Task item: Go through the material line by line and copy each one with the word "black".

::::::::

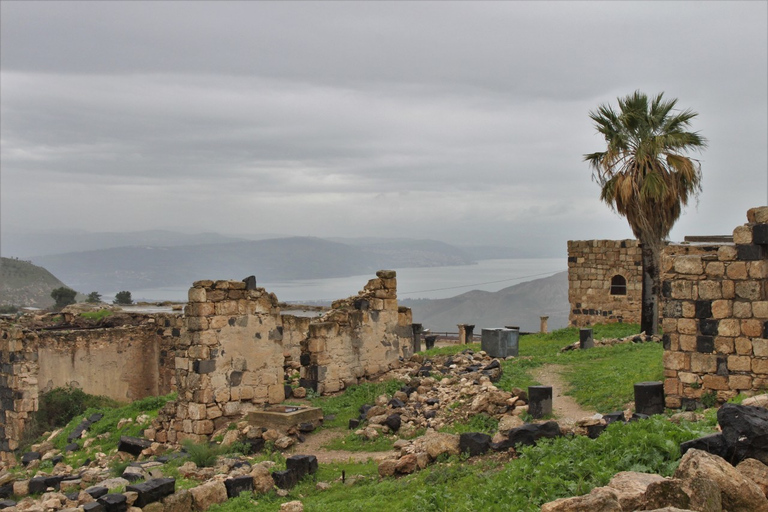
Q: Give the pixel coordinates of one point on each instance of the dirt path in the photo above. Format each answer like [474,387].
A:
[315,441]
[564,407]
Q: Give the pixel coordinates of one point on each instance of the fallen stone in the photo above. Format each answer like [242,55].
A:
[601,499]
[152,490]
[237,485]
[474,443]
[739,494]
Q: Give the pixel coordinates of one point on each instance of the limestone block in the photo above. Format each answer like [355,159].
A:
[198,308]
[710,290]
[758,269]
[688,343]
[688,265]
[750,290]
[202,427]
[226,307]
[213,411]
[759,346]
[729,327]
[218,322]
[742,235]
[197,323]
[669,325]
[231,408]
[729,289]
[760,309]
[715,268]
[672,386]
[196,295]
[760,365]
[726,253]
[703,363]
[722,309]
[737,270]
[221,395]
[740,382]
[758,215]
[196,411]
[739,363]
[724,345]
[688,378]
[677,360]
[686,326]
[742,309]
[716,382]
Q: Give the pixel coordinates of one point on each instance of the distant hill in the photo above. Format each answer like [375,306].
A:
[279,259]
[30,245]
[25,284]
[520,305]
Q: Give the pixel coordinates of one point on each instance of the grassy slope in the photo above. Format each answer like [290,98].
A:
[553,469]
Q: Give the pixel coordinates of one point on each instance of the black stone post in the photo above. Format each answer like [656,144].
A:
[649,398]
[417,328]
[585,339]
[539,401]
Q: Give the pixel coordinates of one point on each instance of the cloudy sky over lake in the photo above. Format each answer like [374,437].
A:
[459,121]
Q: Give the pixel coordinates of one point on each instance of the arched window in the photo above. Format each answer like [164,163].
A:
[618,285]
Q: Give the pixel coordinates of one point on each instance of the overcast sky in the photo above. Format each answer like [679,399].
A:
[459,121]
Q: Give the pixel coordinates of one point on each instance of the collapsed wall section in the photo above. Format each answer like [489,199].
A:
[236,348]
[604,281]
[715,316]
[124,363]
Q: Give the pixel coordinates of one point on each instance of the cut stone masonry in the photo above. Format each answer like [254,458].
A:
[715,315]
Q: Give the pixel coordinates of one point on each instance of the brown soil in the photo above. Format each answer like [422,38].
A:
[564,407]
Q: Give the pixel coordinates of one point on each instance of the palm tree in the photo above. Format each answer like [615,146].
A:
[645,176]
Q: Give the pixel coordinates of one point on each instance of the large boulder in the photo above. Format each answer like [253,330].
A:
[630,487]
[738,493]
[745,430]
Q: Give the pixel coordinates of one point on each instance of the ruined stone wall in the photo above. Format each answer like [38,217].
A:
[124,363]
[236,347]
[592,264]
[715,316]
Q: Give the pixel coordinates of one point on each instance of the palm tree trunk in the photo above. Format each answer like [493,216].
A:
[649,317]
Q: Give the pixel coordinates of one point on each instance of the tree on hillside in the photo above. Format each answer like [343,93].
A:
[646,176]
[63,296]
[123,298]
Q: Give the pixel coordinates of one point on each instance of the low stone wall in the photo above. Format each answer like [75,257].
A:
[124,363]
[592,267]
[715,316]
[236,346]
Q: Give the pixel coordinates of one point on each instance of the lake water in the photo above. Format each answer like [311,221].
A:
[412,283]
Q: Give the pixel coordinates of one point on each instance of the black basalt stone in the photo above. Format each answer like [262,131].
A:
[302,464]
[714,444]
[285,479]
[745,430]
[132,445]
[474,443]
[114,502]
[154,490]
[238,484]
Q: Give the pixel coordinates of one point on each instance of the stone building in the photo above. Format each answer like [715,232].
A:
[604,281]
[715,316]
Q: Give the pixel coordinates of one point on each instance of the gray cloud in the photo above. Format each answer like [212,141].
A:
[462,121]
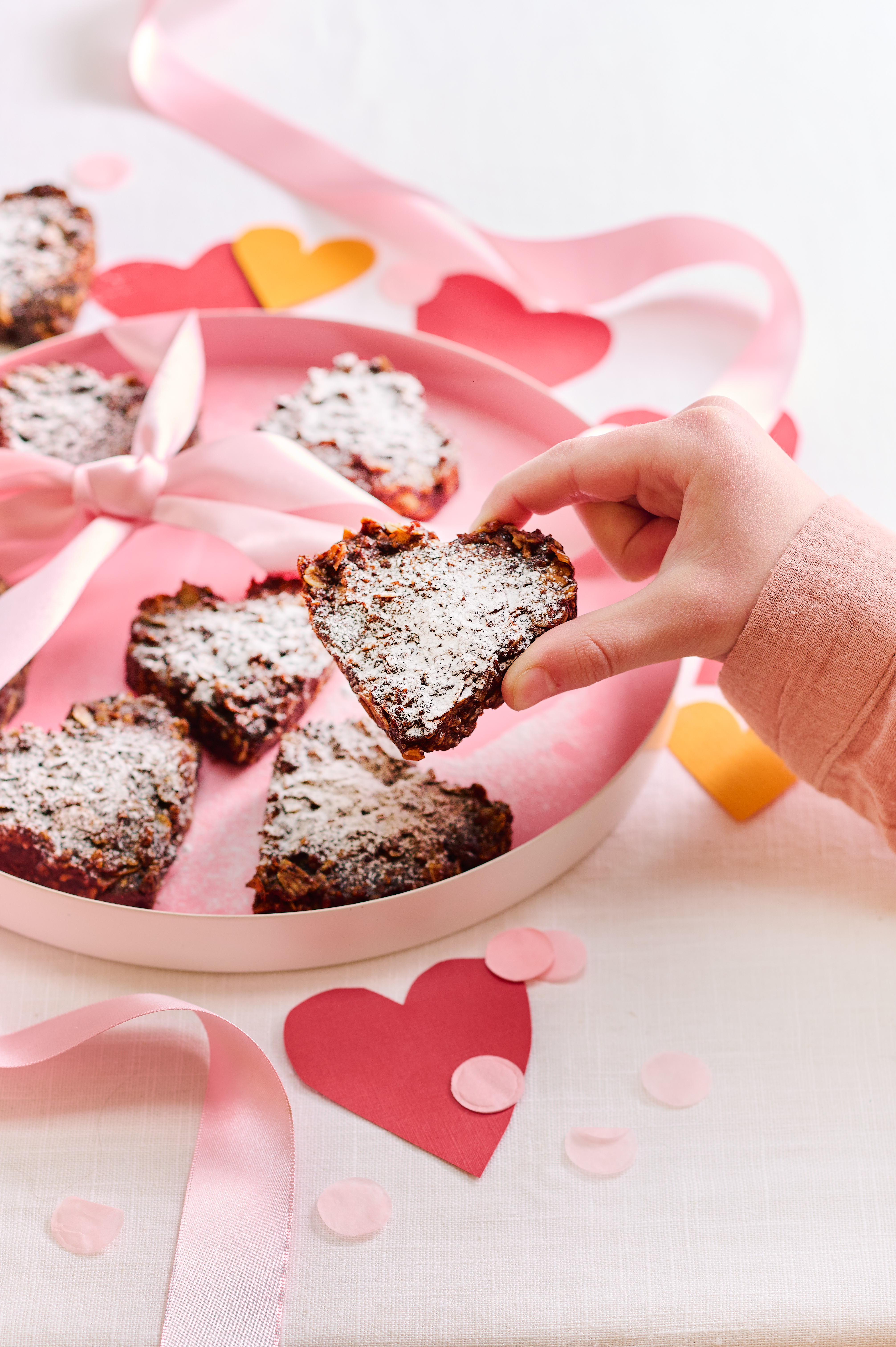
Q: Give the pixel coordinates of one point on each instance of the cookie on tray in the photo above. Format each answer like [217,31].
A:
[370,422]
[69,411]
[99,807]
[425,631]
[348,821]
[46,263]
[13,696]
[240,674]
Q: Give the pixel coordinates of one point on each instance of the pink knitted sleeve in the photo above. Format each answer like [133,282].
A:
[813,670]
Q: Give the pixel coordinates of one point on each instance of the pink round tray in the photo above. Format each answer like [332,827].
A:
[569,768]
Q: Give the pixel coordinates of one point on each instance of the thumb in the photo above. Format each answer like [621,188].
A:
[666,620]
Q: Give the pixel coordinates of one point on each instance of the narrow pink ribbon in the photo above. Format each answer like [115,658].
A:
[262,494]
[572,273]
[228,1280]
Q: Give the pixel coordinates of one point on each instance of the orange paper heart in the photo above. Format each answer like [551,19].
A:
[282,274]
[733,766]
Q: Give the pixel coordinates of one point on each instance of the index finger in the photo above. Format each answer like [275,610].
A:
[597,467]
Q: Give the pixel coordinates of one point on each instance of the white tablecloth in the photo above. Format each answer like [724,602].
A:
[769,1213]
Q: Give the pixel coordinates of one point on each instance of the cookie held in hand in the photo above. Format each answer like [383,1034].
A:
[348,821]
[239,674]
[425,631]
[99,807]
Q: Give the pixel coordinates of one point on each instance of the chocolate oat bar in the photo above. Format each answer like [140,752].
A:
[425,631]
[239,674]
[99,807]
[370,422]
[348,821]
[69,411]
[46,263]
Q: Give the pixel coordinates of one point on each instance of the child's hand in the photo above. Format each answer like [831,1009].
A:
[707,502]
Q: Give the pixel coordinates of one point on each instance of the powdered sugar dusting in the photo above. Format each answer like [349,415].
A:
[430,627]
[41,240]
[370,424]
[348,821]
[69,411]
[232,651]
[100,791]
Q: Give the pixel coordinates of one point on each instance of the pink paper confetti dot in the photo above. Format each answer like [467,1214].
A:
[355,1208]
[677,1080]
[519,954]
[601,1151]
[102,172]
[410,284]
[86,1228]
[488,1085]
[570,957]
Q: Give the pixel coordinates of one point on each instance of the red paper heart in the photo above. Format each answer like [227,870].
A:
[393,1063]
[154,288]
[487,317]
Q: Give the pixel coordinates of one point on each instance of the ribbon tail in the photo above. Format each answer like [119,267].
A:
[271,539]
[304,163]
[230,1272]
[34,609]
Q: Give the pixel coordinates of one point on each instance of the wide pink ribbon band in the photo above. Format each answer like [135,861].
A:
[228,1280]
[572,273]
[262,494]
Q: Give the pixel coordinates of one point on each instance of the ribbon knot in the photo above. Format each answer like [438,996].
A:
[123,487]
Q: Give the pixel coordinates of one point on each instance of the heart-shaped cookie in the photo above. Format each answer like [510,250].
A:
[282,274]
[393,1063]
[733,766]
[425,631]
[487,317]
[155,288]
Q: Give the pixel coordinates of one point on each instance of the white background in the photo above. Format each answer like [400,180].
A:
[767,1216]
[534,119]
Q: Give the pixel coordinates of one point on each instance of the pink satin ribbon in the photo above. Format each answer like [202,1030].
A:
[228,1280]
[572,273]
[262,494]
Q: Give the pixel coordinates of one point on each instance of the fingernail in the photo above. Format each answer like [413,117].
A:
[531,688]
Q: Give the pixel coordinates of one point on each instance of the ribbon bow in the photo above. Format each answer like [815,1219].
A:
[261,492]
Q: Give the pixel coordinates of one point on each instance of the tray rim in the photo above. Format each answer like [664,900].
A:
[616,791]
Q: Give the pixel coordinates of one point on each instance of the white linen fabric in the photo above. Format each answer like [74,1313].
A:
[765,1216]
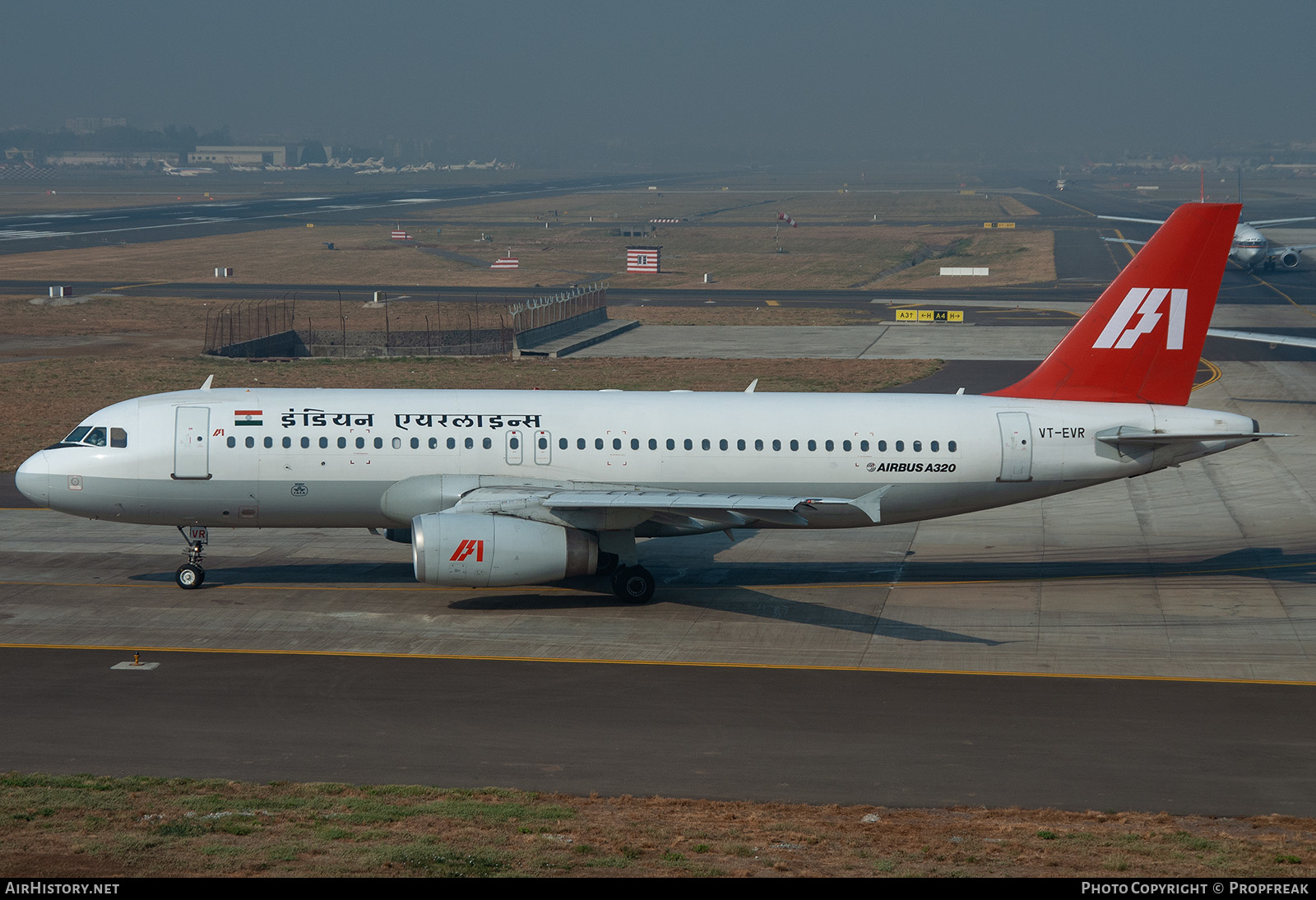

::::::::

Finished exercise:
Q: Give the pixel coordinates of one point on each instance of the black stone post in the photo above. Format each answer like [656,144].
Q: Give the pixel coordinates of one point on each instance of the black basalt stone in the photo above. Format each answer like [262,131].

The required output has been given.